───── Selected extract ─────

Timothy Lee, Summed it up by writing that “the political instability, oppressive government, and the fear of communism combined to create in South Korea a tense atmosphere of unpredictability, insecurity, and stress, an atmosphere that provoked religious – more specifically, salvific – impulses.”
The religious atmosphere provoked in the Korean context could be likened to the similar atmosphere narrated by Donald Miller and Yamamori Testsunao in their book “Global Pentecostalism: The New Face of Christian Social Engagement.” In this narrative, young adults in an all-night prayer meeting in a Pentecostal church in Kampala were praying for the cleansing of their sinful nature, remembering their families, neighbors, and government as they prayed along. They intended to pray down the kingdom of God on the earth, which must begin with them individually.
The Korean churches, too, believed that by getting their entire people saved, they would solve some of the societal problems confronting them as a nation. In the case of the Kampala prayer meeting, the authors were interested in seeing the connection of this kind of atmosphere with the creation of civil society. They were interested in knowing if people would leave such a prayer meeting better able to serve humanity than they entered? This scenery perfectly resonates with Durkheim’s classic connection between religion and society. Durkheim believes:
• Every group of people requires ritual activities to hold the community together.
• The relationship between community and religion is most evident among indigenous societies, where ritual activities celebrate collectively held values.
• These collective values are embodied in sacred symbols that represent the group.
• What is viewed as sacred is not the symbol itself but the collective values of the group.
• The social function of religious rituals is to reinforce the shared value of the group.
When the ritual is well performed, like the all-night prayer meeting, the authors argue that the group members will experience Durkheim’s notion of “collective effervescence”- a feeling of “something more” which the authors interpreted to be God or the divine, which in reality Durkheim posited to be merely the collective values of the group. Likewise, in the case of South Korea, the explosive growth and spirituality witnessed is the manifestation of the Korean people’s collective values.
This notion is furthermore contextualized by Amos Yong, who framed the moral and cultural conservation of South Korean Pentecostalism within a Lutheran two kingdoms model that depicts the church as being called to cooperate and, under certain circumstances, be subordinated to the ruling government. According to the Lutheran teaching, spirit-filled Christians are not expected to participate in a protest against dictators so long their government does not hinder the activities of the church. Lutheran teaching projects this as a sure mark of patriotic nationalism in which the ideas of church growth, revivalism, and South Korea as a chosen nation are all working for the common good.

───── Dataset content ─────

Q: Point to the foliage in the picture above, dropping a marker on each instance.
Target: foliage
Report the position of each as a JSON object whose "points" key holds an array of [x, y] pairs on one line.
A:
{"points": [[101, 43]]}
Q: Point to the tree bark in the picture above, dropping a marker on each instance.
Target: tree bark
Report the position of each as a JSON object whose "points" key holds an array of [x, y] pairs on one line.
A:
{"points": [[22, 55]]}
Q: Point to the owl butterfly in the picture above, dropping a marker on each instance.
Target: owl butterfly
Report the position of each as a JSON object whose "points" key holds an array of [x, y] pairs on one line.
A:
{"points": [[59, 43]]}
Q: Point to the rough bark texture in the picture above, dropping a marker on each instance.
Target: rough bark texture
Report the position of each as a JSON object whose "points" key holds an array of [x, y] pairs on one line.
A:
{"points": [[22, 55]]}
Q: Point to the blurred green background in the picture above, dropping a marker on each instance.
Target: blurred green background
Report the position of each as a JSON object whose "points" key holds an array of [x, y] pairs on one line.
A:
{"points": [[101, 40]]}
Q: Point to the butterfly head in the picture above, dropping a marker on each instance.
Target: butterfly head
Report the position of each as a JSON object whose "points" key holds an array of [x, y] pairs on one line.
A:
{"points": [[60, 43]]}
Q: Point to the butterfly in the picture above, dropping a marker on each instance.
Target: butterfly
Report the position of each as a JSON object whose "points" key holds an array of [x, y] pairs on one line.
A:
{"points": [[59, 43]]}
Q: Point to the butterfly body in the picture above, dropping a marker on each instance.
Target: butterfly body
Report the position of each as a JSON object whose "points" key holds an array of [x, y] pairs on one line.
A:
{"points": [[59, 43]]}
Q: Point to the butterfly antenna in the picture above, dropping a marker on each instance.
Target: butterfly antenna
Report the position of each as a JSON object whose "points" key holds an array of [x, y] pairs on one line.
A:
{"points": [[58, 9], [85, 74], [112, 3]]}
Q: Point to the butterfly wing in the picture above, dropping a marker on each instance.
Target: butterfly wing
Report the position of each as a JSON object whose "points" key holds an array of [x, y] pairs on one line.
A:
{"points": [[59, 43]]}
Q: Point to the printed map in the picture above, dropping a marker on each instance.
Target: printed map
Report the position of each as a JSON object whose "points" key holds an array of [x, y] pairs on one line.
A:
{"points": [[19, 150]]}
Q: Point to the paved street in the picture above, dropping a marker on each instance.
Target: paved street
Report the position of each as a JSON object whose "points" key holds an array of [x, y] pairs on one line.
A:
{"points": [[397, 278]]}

─────

What you are asked to do:
Answer these questions from the text on religion in South Korea:
(a) Whom did the young adults at the Kampala all-night prayer meeting remember as they prayed?
(b) In the list of Durkheim's views, what is named as the social function of religious rituals?
(c) Within what model did Amos Yong frame the moral and cultural conservation of South Korean Pentecostalism?

Your solution:
(a) Their families, neighbors, and government.
(b) To reinforce the shared value of the group.
(c) A Lutheran two kingdoms model.